** Stated task **
Count the lines in the records below that contain the string "sculpture", with matching sensitive to case, and give only the number.

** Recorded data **

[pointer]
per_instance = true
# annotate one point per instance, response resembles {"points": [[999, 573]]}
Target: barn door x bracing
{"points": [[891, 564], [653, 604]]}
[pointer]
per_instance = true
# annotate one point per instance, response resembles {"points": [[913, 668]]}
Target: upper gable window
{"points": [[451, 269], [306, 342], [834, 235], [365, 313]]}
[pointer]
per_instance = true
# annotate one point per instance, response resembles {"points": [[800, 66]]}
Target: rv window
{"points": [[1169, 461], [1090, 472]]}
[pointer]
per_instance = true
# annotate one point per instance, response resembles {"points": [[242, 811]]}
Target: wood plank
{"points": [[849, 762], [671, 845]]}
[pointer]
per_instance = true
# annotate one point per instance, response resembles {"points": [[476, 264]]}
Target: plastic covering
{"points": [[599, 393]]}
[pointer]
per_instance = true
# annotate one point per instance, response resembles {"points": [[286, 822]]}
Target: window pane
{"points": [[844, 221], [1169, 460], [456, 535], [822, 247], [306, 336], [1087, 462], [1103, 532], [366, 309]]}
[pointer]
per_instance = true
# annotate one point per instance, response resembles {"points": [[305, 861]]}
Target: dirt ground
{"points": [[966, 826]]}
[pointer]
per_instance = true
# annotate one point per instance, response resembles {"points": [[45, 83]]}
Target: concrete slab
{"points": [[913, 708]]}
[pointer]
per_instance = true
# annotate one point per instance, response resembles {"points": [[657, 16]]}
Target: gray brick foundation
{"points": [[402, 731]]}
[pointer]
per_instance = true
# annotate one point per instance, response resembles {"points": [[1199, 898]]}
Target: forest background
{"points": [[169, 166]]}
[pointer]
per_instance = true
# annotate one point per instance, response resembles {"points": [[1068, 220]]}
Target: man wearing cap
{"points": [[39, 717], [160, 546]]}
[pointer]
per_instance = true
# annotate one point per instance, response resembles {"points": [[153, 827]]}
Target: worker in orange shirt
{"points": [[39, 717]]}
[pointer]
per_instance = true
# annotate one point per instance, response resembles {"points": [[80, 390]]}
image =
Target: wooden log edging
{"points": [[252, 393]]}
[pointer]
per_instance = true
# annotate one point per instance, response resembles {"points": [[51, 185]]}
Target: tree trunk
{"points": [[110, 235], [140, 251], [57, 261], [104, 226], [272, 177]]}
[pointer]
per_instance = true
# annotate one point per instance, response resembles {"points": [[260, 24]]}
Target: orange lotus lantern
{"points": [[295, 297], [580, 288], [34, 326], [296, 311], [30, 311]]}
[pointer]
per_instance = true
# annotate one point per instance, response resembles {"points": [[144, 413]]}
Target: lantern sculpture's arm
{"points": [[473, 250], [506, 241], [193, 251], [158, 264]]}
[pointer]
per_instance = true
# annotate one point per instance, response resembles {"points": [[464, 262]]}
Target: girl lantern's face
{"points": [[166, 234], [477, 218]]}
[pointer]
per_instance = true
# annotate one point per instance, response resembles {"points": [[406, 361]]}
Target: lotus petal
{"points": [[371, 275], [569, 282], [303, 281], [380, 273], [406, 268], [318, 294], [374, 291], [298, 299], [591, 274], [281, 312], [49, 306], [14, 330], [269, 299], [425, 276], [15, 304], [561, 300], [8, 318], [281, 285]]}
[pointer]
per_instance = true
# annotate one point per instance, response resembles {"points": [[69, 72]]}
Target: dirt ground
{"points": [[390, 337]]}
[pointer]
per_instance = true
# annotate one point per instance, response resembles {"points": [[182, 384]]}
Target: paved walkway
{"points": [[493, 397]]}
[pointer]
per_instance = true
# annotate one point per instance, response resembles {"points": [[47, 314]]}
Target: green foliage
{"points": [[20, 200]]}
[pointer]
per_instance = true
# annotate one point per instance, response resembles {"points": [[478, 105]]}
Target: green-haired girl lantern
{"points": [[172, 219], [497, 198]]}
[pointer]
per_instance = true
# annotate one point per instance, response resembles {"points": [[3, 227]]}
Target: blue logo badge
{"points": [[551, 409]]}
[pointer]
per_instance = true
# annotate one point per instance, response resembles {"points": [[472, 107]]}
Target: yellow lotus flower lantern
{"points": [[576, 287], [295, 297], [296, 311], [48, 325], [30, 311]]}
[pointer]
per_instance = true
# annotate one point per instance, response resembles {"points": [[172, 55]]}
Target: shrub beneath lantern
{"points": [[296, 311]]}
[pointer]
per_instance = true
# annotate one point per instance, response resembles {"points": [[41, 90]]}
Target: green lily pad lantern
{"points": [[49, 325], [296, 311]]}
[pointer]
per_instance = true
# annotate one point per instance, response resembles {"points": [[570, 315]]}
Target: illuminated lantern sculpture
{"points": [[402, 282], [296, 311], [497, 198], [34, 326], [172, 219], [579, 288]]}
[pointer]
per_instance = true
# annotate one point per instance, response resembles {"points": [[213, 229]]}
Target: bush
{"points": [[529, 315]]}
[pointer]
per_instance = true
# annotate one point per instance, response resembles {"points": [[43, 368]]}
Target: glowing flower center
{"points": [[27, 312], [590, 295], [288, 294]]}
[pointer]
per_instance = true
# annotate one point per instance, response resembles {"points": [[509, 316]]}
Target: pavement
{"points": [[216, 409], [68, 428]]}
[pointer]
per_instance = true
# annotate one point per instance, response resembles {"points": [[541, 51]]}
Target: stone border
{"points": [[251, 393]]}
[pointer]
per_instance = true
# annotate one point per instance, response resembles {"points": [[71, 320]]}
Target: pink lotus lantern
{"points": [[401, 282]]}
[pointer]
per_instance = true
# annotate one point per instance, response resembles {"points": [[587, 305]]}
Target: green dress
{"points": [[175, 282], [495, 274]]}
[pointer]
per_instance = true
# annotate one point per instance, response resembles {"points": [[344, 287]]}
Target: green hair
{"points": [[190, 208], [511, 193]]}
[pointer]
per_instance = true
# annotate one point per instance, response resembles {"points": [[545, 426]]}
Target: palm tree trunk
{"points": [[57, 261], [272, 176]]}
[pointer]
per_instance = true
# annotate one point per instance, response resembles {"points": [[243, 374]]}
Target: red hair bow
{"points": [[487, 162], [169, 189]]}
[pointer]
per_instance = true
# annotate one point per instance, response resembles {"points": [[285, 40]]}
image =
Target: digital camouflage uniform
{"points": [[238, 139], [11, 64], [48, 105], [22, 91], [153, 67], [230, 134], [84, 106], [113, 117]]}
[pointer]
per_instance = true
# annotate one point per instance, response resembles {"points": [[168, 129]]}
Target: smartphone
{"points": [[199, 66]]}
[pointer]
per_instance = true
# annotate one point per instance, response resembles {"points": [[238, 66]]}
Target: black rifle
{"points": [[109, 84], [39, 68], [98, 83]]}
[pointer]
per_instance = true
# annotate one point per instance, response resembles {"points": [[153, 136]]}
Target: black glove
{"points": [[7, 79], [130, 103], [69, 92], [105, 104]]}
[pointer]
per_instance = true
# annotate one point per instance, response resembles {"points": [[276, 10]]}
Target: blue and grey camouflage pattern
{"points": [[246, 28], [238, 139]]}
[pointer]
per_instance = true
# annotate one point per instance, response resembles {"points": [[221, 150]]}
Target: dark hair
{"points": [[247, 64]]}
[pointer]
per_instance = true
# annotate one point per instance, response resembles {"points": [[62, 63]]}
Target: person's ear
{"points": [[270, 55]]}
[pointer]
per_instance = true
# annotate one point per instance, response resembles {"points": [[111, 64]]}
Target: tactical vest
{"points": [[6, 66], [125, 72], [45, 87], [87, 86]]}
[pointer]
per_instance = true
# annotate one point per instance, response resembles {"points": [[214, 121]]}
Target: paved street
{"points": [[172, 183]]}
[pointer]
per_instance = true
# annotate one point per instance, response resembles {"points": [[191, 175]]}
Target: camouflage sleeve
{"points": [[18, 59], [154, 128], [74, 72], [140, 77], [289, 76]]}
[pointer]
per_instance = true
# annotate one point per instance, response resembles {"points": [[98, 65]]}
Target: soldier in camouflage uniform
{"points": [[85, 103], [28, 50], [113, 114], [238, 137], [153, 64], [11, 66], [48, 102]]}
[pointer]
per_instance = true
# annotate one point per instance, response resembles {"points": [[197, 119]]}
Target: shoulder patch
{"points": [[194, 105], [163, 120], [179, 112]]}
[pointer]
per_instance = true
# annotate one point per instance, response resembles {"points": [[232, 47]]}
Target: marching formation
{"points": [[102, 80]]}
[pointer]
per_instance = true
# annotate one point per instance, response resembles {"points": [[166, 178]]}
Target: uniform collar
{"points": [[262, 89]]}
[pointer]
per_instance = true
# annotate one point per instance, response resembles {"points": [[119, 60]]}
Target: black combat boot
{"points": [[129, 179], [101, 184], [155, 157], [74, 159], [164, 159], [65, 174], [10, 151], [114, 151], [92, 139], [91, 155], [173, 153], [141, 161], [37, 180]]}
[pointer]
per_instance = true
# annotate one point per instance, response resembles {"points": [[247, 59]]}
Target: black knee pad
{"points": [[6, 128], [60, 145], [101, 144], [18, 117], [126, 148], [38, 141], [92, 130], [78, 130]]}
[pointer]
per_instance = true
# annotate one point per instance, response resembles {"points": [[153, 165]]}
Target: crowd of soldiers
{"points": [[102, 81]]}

** Answer for the task **
2